**WRITTEN PROBLEM A:** Name every characteristic that the op-ed on credit discrimination says the Equal Credit Opportunity Act protects borrowers against.
**WRITTEN PROBLEM B:** Reproduce the op-ed on credit discrimination word for word from "The almighty dollar" up to and including "access to opportunity.".

**QUOTED PASSAGE:**
— BEGIN —
Op-ed: Credit Is Still a Chance for Quiet Discrimination


The almighty dollar runs the world, but credit discrimination among LGBTs is an oft-forgotten injustice.

Millions of Americans rely on credit to start businesses, pay for college, buy cars, or purchase homes. None of these borrowers should be denied a loan just because of who they are. Credit discrimination keeps worthy borrowers from tools they need to reach financial goals, and violates the fundamental American precept that we should all have equal access to opportunity.

But in America today there are two classes of borrowers: those whose equal opportunity to credit is federally guaranteed and those with virtually no protection at all. America's LGBT individuals are part of the second group.

No federal law consistently protects LGBT borrowers from credit discrimination. The nation's primary law prohibiting credit discrimination, the Equal Credit Opportunity Act, prevents credit providers from discriminating against borrowers based on characteristics including race, color, religion, sex, and marital status. The ECOA, perhaps reflecting the homophobia rampant in 1974, excluded LGBT people. LGBT Americans rely on a tattered patchwork of state-based rules to protect themselves from discrimination. Only 10 states and the District of Columbia have enacted credit nondiscrimination laws covering sexual orientation and gender identity. Two additional states cover sexual orientation only.
— END —
**SOURCE DATA:**
— BEGIN —
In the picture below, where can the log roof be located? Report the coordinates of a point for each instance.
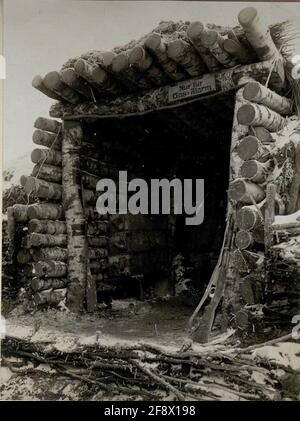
(175, 63)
— END —
**CORRECT RESULT A:** race, color, religion, sex, marital status

**CORRECT RESULT B:**
The almighty dollar runs the world, but credit discrimination among LGBTs is an oft-forgotten injustice.

Millions of Americans rely on credit to start businesses, pay for college, buy cars, or purchase homes. None of these borrowers should be denied a loan just because of who they are. Credit discrimination keeps worthy borrowers from tools they need to reach financial goals, and violates the fundamental American precept that we should all have equal access to opportunity.